Exercise prompt: Copy each of the following lines exactly as it appears, leaving out the pictures.

::::

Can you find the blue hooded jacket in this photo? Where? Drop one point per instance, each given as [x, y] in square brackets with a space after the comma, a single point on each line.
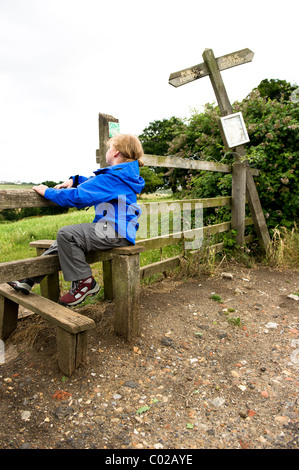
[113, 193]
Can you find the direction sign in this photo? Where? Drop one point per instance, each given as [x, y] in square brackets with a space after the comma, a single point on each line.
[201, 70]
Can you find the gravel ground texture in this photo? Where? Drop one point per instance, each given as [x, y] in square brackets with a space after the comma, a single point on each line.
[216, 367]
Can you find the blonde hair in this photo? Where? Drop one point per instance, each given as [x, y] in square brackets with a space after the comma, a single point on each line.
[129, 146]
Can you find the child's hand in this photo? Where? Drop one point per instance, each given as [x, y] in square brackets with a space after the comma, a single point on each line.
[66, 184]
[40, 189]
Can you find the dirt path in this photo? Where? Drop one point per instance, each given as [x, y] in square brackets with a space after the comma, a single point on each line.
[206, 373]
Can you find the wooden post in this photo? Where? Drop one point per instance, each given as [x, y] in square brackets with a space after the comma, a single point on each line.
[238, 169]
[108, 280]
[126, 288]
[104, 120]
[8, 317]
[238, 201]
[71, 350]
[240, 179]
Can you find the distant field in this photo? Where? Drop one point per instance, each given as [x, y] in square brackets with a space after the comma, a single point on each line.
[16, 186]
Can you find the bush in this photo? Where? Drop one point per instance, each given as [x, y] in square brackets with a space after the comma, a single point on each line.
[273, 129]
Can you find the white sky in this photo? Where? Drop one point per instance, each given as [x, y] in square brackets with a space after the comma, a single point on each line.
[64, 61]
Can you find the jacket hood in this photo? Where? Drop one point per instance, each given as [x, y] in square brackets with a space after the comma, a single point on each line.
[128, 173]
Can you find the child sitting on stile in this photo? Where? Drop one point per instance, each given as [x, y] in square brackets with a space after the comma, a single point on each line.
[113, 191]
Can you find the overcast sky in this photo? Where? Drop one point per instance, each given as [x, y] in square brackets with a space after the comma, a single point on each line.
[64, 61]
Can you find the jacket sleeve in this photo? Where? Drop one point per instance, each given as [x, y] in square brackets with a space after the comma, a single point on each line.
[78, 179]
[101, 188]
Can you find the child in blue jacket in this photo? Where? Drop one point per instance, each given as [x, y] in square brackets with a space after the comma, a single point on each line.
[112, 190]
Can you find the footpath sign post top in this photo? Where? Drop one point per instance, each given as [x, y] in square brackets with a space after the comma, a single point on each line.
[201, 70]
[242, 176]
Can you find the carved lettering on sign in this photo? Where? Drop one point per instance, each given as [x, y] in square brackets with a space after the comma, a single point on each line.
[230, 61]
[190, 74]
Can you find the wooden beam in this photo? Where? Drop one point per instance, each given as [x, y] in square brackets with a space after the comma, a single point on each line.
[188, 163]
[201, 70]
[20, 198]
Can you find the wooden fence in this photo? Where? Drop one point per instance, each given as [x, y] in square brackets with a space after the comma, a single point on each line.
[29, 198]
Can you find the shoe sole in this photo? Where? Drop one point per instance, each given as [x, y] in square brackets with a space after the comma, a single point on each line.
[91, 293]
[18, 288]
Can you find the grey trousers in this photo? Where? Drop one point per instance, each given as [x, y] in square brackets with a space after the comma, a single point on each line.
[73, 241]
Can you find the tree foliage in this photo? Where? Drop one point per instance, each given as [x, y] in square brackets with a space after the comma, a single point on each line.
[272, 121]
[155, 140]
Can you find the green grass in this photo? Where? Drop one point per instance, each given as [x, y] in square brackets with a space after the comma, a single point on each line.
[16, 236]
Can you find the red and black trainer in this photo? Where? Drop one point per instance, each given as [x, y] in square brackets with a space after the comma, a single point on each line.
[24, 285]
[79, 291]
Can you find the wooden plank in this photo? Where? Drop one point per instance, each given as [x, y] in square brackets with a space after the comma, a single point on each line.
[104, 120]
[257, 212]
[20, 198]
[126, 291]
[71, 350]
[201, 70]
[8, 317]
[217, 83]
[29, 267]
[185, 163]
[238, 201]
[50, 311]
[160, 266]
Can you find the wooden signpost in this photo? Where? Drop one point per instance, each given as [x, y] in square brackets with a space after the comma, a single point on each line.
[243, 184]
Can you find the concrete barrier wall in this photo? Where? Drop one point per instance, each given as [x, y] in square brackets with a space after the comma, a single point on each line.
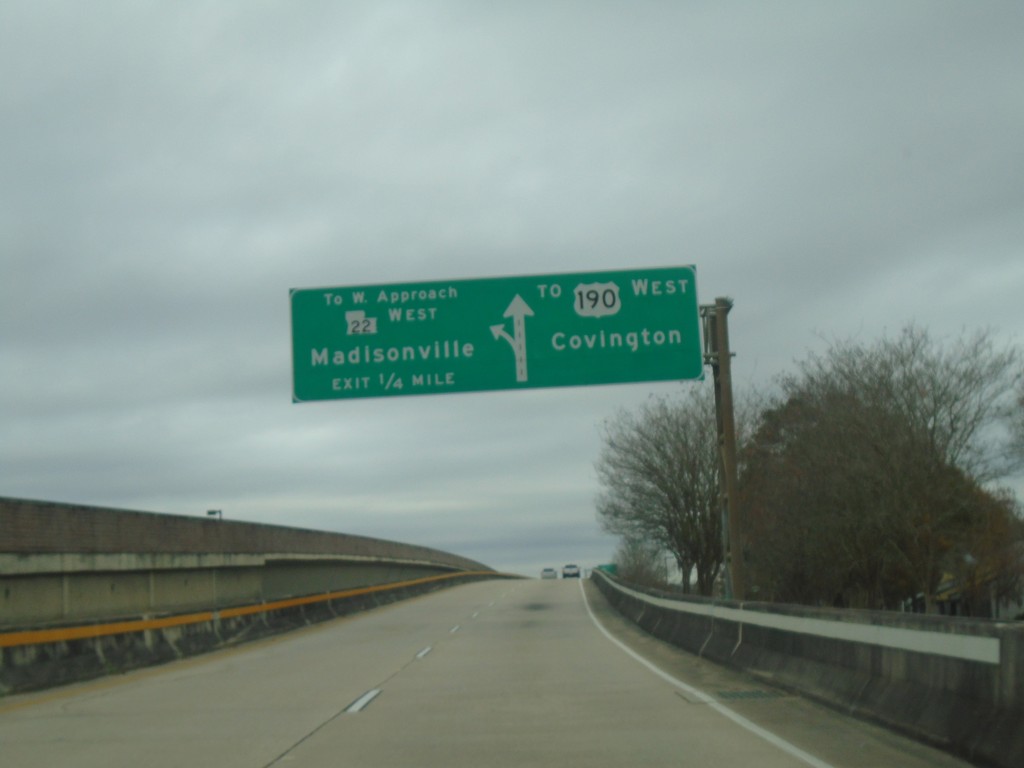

::::

Task answer:
Can you find the blue hooded jacket in this photo? Where? Drop one point per instance, each given as [x, y] in square brackets with a space after the comma, a single point on each line.
[113, 193]
Can you find the direction sign in this photo? Where? Drop one point per instance, each given as [x, y] in square brackets with a space after the comma, a single point on each line.
[201, 70]
Can you find the gravel ground texture in this photo? Where? Drop one point per instance, each given as [x, y] in square brackets with a space after the comma, a single point on each line.
[216, 367]
Can you find the blonde hair in this photo? Where? Drop one point per instance, each given as [x, y] in square brackets with a space after the comma, a single point on each line.
[129, 146]
Can you find the child's hand in this photo? Where? Drop one point per instance, each given as [x, y] in square brackets with a space after the comma, a single point on each line.
[66, 184]
[40, 189]
Can you find the dirt path in this photo? Where? Drop one point per instance, each given as [x, y] in square brackets with a space after the comma, a single point on each line.
[206, 373]
Can you find the wooden post in this photo? Where? Drop one point per instance, each given as [x, y] in square brackets with a space after the comma, a single point on each line.
[238, 169]
[108, 280]
[126, 288]
[104, 120]
[8, 317]
[238, 201]
[71, 350]
[240, 179]
Can you find the distant field in this photo? Where? Drop one point per instance, each given as [x, y] in square brackets with a space after the comma, a single point on each line.
[16, 186]
Can you find the bush in this photo? Where? Drop one point per instance, each given as [x, y] in square brackets with a space after the comma, a single point on each line.
[273, 129]
Can you find the white sky in this photo? Where? Drop one point per instance, each given as [x, y] in square brackets with a space after the comma, a single point on each line.
[64, 61]
Can you find the jacket hood in this photo? Where? Drop one point per instance, each given as [x, y] in square brackets with a space after the comma, a single point on each line.
[128, 173]
Can you find the child sitting on stile in this photo? Where? Drop one point per instance, each given as [x, y] in square brackets with a space after the comma, a single point on each line.
[113, 191]
Can you find the overcast sky in this photo? Where? Drop one point per instance, each given as [x, y] in square brackets with a space after the comma, a single point on each line.
[64, 61]
Can you find the jacket sleeve in this photo? Where? Drop one point per instance, each given as [x, y] in square brackets with a space after the comma, a single point on each line.
[78, 179]
[101, 188]
Can you find the child in blue jacket in this photo? Where? Drop one point per instance, each given as [x, y] in square brackets with a space after the comma, a single point on each line.
[112, 190]
Can you find the footpath sign post top in this photo? Where? Drop one point per instance, each given as [x, y] in square brackets with a space after the comma, a single point on each line.
[201, 70]
[242, 176]
Can you find the carved lettering on sign in this photo? Where? Drop one point per instance, each given as [x, y] in square brackets with a space after the comma, a single point on each line.
[230, 61]
[190, 74]
Can you find the wooden beam in this photo? Where? Drop one point per instance, each given as [x, y] in square brackets with a space after the comma, a single point on each line.
[188, 163]
[201, 70]
[20, 198]
Can you find the wooden fence in this photo? Where? Drop one point per instance, each given as [x, y] in square brackets with a space after the comma, a single point on each line.
[29, 198]
Can you find the shoe sole in this photo? Where? Drop one point per instance, each given as [x, y] in square brackets with a space after the comma, a single point on each line.
[91, 293]
[18, 288]
Can you find the grey trousers in this photo? Where? Drop one point per instance, each given as [x, y] in square brackets with a space after the comma, a single point on each line.
[73, 241]
Can you find the tree foliage in this photo? Where? Drop one point per instance, each given as [x, y] in square brackets with a space after the comma, a single point on each line.
[272, 121]
[155, 140]
Can you find the green grass in this photo? Where? Drop one point per instance, each given as [x, y] in square brackets with a space after the comma, a single point on each line.
[16, 236]
Can you find the red and black trainer in this photo? Where? Drop one point per instance, each given as [x, y] in square brackets with a space after the comma, a single point on each line.
[24, 285]
[79, 291]
Can you find the wooden plank in this photo? Where? Drop one point per instance, each given as [x, y] in square brackets with a space after the comma, a single point on each line.
[104, 120]
[257, 212]
[20, 198]
[126, 291]
[71, 350]
[201, 70]
[8, 317]
[217, 83]
[29, 267]
[185, 163]
[238, 201]
[50, 311]
[160, 266]
Can you find the wooden signpost in this photo? Where? Drop one point per instance, each given as [x, y] in square brackets with a space after the comma, a single point on each line.
[243, 184]
Can you find the concrete barrier wall in this photo? Where? Drop one point per instance, each given as [x, y] in square brackets with a space after the comma, a single point on each line.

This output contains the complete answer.